**Excerpt to read**:
+ + +
# Which island to go to?



## jamesy (Jun 22, 2008)

My dh and my ds 9yrs old and I want to go to the caribbean in October with another couple and their three kids aged 5, 8, and 10.  We haven't been to the Caribbean in a while and were wondering about which place to go that will have things for the kids to do that are fun and also relaxing for the parents.  We were thinking of Harborside Atlantis because it has a lot of activies but I think the kids would be ok with snorkeling and water sports plus beaches if there is another place that would have some of those things and not be as crowded as I've heard Atlantis can be.  Any suggestions would be great.  We are just now starting to plan and I know it isn't much time but would love to hear ideas.  Thanks!!!


----------



## tombo (Jun 22, 2008)

Atlantis has some special room rates right now.

http://www.atlantis.com/accommodations/specials.aspx?i=springspecialMulti&t=homepagescrap

You can get all-inclusive covering breakfast and supper, you eat lunch wherever you want on your own. I am not sure but I think they charge a pretty hefty price to use the resort's amenities if you aren't staying at Atlantis, and some pools slides etc are for Atlantis guests only (which includes Atlantis Harborside owners, I would check to make sure renters qualify). It is an expensive place to stay and visit, however it is a world class resort.
+ + +
**Recorded data**:
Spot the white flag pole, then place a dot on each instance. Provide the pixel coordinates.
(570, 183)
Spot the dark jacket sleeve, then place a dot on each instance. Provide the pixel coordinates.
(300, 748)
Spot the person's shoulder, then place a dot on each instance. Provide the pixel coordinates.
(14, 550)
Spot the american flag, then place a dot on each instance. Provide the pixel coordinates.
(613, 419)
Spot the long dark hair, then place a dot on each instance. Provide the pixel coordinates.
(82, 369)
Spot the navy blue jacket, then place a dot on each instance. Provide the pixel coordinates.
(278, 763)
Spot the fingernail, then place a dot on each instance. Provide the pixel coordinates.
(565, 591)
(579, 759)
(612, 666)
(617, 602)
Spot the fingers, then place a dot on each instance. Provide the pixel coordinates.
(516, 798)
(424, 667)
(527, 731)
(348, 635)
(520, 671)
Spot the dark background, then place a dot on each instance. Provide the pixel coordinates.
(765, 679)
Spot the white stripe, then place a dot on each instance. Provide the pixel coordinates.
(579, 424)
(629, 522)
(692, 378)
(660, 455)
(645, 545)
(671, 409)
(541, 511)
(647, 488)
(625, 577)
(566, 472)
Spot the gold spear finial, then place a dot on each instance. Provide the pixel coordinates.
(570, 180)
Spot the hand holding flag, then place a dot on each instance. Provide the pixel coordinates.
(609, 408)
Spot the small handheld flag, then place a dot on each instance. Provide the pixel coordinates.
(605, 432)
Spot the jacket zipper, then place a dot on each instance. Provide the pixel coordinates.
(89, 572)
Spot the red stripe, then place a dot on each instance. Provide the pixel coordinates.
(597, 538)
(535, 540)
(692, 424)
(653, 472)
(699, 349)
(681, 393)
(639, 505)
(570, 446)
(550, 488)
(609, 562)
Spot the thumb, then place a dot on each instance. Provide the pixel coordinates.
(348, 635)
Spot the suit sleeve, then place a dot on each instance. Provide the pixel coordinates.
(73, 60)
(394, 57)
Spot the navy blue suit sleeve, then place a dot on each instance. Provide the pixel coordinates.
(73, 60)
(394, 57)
+ + +
**Requests**:
1. In the thread about choosing a Caribbean island, why is jamesy open to a place other than Atlantis even though it has many activities? Answer in one to three sentences.
2. Retype the passage in the thread about choosing a Caribbean island from "Atlantis has some" to "world class resort.".

**The responses**:
1. jamesy thinks the kids would be happy with snorkeling, water sports, and beaches. Another place with those things might not be as crowded as Atlantis can reportedly be.

2.
Atlantis has some special room rates right now.

http://www.atlantis.com/accommodations/specials.aspx?i=springspecialMulti&t=homepagescrap

You can get all-inclusive covering breakfast and supper, you eat lunch wherever you want on your own. I am not sure but I think they charge a pretty hefty price to use the resort's amenities if you aren't staying at Atlantis, and some pools slides etc are for Atlantis guests only (which includes Atlantis Harborside owners, I would check to make sure renters qualify). It is an expensive place to stay and visit, however it is a world class resort.